--- start of Stored rows ---
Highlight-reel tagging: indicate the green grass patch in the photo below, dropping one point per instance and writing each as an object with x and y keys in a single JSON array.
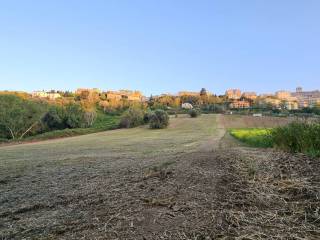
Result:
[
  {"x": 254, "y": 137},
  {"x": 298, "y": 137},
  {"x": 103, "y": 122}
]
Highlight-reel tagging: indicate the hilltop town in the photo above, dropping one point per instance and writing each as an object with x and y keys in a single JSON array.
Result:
--- end of Stored rows ---
--- start of Stored rows ---
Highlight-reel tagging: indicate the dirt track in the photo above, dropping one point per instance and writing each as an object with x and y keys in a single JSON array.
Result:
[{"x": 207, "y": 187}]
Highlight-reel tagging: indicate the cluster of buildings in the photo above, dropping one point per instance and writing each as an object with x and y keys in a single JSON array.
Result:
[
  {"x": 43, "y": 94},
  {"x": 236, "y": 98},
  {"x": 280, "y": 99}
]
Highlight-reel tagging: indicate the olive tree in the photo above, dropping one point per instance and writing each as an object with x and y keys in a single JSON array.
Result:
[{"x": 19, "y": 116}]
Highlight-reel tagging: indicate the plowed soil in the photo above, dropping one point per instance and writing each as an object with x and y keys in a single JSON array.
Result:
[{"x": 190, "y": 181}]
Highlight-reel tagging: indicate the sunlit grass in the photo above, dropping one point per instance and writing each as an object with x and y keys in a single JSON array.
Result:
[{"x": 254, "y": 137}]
--- end of Stored rows ---
* **Stated goal**
Count the lines in the records above that contain the string "instance", treating uppercase and lowercase letters as different, and reply with only that number.

* **Written answer**
7